Put the lines below into a numbered list, skipping any blank lines. Leave out the pictures.
*****
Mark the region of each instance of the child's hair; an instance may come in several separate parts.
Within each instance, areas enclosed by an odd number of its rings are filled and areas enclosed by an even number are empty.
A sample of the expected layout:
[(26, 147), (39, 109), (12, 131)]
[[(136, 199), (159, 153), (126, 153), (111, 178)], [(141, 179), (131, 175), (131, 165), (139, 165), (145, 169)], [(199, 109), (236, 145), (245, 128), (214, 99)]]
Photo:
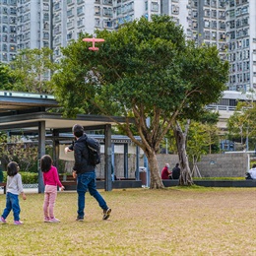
*****
▸ REPLY:
1. Mark the region of each instance of the child's hair; an instance may come in several separate parts.
2. Within each instance, areas enclosed by an odd number of its rings are filled and areas enclosed by an even number are empty.
3. A sample of the expected layout:
4. [(26, 147), (39, 109), (12, 131)]
5. [[(136, 199), (159, 153), (126, 153), (111, 178)], [(141, 179), (131, 175), (131, 165), (139, 165), (145, 169)], [(199, 109), (236, 145), (245, 128), (214, 99)]]
6. Photo:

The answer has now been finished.